Please take the lines from the one holding "indicate: white chimney" through the one holding "indicate: wrapped present" in the data below and copy them exactly.

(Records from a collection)
'''
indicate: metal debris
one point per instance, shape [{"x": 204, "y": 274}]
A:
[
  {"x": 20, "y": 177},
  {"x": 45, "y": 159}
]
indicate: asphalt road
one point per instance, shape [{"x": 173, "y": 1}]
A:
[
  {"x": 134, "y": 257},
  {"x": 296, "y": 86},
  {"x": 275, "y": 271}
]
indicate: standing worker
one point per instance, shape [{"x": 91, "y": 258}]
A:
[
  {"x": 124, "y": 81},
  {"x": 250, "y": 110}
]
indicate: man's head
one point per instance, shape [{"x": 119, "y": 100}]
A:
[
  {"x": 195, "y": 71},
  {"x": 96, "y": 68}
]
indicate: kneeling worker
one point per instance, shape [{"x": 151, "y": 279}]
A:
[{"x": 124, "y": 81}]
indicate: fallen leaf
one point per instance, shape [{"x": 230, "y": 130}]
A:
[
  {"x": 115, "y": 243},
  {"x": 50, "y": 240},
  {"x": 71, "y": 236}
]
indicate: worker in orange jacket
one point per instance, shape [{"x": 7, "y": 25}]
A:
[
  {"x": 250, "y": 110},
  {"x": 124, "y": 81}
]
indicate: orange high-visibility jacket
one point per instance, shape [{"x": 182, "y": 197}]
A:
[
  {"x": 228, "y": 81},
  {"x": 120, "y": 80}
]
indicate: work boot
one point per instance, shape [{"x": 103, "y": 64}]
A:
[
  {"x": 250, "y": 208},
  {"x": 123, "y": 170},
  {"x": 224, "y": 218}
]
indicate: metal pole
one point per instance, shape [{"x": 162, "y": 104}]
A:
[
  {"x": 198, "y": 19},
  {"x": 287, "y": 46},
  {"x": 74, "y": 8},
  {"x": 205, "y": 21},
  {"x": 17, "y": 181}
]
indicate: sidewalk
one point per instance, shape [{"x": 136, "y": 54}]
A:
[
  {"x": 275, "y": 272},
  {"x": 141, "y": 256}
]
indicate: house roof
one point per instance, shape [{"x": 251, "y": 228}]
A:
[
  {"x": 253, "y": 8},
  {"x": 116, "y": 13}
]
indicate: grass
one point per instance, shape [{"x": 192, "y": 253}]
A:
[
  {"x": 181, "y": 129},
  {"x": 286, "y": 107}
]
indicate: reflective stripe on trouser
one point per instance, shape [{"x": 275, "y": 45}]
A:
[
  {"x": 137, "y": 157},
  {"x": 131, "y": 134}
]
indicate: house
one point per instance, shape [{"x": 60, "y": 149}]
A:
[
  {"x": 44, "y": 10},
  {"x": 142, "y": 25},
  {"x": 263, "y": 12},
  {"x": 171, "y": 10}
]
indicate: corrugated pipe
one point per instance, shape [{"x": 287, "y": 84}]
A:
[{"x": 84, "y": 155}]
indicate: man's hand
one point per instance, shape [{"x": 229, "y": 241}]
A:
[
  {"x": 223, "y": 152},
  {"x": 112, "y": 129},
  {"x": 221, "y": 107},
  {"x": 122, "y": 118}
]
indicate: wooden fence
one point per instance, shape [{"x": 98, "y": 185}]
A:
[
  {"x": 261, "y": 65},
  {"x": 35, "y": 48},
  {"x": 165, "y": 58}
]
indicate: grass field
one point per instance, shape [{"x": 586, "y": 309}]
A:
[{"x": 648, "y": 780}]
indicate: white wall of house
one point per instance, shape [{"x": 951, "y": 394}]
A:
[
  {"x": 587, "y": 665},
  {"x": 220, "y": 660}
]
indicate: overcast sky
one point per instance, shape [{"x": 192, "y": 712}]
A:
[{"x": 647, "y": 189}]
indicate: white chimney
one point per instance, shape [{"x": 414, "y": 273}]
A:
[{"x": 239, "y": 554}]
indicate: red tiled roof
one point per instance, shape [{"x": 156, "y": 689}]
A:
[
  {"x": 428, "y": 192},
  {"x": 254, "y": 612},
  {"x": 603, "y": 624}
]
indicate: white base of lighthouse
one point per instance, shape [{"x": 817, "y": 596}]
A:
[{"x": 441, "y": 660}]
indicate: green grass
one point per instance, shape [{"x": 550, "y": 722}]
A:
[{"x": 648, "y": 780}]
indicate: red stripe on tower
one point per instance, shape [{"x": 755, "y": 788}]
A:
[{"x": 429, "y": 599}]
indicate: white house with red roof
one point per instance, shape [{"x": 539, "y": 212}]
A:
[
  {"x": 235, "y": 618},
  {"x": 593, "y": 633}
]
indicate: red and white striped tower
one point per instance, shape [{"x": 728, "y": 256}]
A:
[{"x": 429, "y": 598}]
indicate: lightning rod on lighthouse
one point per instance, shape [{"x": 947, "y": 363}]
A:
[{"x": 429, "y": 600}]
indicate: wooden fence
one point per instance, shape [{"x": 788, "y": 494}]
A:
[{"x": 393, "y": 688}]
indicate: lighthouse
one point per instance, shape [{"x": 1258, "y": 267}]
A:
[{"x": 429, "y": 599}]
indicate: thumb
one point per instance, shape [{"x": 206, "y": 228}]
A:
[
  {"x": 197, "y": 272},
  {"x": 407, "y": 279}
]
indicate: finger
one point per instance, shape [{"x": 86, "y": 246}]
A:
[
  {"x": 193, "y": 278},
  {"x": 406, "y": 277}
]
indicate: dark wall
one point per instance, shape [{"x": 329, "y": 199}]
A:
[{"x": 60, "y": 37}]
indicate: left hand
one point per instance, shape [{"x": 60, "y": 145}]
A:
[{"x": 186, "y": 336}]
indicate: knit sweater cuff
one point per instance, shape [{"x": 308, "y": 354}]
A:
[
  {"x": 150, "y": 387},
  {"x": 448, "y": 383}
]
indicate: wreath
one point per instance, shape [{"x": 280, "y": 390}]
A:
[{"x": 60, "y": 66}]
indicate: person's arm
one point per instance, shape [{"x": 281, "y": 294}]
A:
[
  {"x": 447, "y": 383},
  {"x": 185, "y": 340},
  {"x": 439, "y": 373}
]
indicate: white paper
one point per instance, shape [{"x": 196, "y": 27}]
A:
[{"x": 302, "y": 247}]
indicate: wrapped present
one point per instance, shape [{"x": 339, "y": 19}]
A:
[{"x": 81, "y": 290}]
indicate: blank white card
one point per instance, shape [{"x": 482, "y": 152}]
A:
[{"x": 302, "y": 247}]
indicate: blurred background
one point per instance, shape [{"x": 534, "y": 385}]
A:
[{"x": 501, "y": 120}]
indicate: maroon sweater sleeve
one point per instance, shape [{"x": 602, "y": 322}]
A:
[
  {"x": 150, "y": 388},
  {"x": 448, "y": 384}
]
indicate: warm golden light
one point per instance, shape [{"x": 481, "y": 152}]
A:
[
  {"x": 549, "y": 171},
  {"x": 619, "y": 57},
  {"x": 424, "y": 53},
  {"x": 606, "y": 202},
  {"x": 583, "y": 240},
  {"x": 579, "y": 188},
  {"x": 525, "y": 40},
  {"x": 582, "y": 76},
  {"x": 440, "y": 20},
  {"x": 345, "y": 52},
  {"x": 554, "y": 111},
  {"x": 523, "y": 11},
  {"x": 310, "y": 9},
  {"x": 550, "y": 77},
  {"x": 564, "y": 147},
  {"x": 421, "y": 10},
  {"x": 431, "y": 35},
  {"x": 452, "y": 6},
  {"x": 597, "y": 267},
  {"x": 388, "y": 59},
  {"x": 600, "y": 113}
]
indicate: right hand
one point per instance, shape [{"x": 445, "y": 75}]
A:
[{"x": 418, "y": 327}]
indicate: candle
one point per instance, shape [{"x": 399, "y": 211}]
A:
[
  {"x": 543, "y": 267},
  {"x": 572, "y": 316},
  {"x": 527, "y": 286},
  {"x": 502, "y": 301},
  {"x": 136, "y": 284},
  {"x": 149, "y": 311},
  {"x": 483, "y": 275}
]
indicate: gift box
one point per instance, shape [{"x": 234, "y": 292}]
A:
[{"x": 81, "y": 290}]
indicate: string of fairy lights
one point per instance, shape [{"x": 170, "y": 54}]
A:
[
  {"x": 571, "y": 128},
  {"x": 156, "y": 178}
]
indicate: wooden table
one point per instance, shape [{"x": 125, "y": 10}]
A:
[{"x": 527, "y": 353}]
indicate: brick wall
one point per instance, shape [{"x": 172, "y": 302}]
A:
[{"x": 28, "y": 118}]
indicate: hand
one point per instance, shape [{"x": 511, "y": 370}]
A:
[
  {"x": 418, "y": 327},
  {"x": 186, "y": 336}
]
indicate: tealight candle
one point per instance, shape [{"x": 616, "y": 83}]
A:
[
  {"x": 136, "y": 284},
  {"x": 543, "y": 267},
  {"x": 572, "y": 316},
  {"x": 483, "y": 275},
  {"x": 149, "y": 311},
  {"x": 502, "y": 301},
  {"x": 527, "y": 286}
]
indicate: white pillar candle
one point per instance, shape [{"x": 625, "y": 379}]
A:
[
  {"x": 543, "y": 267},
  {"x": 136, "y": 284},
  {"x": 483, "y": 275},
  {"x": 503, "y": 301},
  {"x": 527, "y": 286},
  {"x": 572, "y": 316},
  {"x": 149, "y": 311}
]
'''
* [The completed task]:
indicate: white chimney
one point per instance, shape [{"x": 414, "y": 273}]
A:
[{"x": 239, "y": 554}]
indicate: red tiled roof
one point per instance, shape [{"x": 156, "y": 689}]
A:
[
  {"x": 428, "y": 192},
  {"x": 254, "y": 612},
  {"x": 603, "y": 624}
]
indicate: white base of lighthouse
one point per instance, shape [{"x": 817, "y": 596}]
A:
[{"x": 441, "y": 660}]
indicate: green grass
one point per instance, shape [{"x": 550, "y": 722}]
A:
[{"x": 648, "y": 780}]
indicate: red stripe on tower
one point per instance, shape [{"x": 755, "y": 788}]
A:
[{"x": 429, "y": 599}]
indicate: white house with red roof
one point per instance, shape [{"x": 539, "y": 212}]
A:
[
  {"x": 235, "y": 618},
  {"x": 593, "y": 633}
]
indicate: red and white striped tower
one point per instance, shape [{"x": 728, "y": 256}]
A:
[{"x": 429, "y": 598}]
indicate: lightning rod on lighthouse
one point per instance, shape [{"x": 947, "y": 363}]
A:
[{"x": 429, "y": 600}]
indicate: wooden fence
one point per instance, shape [{"x": 788, "y": 494}]
A:
[{"x": 393, "y": 688}]
indicate: lighthouse
one point per instance, shape [{"x": 1258, "y": 267}]
A:
[{"x": 429, "y": 599}]
indicate: thumb
one point per instance, shape [{"x": 206, "y": 228}]
A:
[
  {"x": 197, "y": 272},
  {"x": 407, "y": 279}
]
indicate: finger
one point per instance, shape [{"x": 86, "y": 246}]
A:
[
  {"x": 193, "y": 278},
  {"x": 406, "y": 277}
]
indicate: dark wall
one point per instance, shape [{"x": 329, "y": 199}]
A:
[{"x": 60, "y": 37}]
indicate: left hand
one point per instance, shape [{"x": 60, "y": 145}]
A:
[{"x": 186, "y": 336}]
indicate: knit sweater cuff
one point per instance, shape [{"x": 308, "y": 354}]
A:
[
  {"x": 150, "y": 387},
  {"x": 448, "y": 383}
]
indicate: wreath
one point per instance, shape [{"x": 280, "y": 390}]
A:
[{"x": 60, "y": 66}]
indicate: person's arm
one point per instance, shape [{"x": 281, "y": 294}]
A:
[
  {"x": 447, "y": 383},
  {"x": 185, "y": 340},
  {"x": 439, "y": 373}
]
indicate: white paper
one point per instance, shape [{"x": 196, "y": 27}]
A:
[{"x": 302, "y": 247}]
indicate: wrapped present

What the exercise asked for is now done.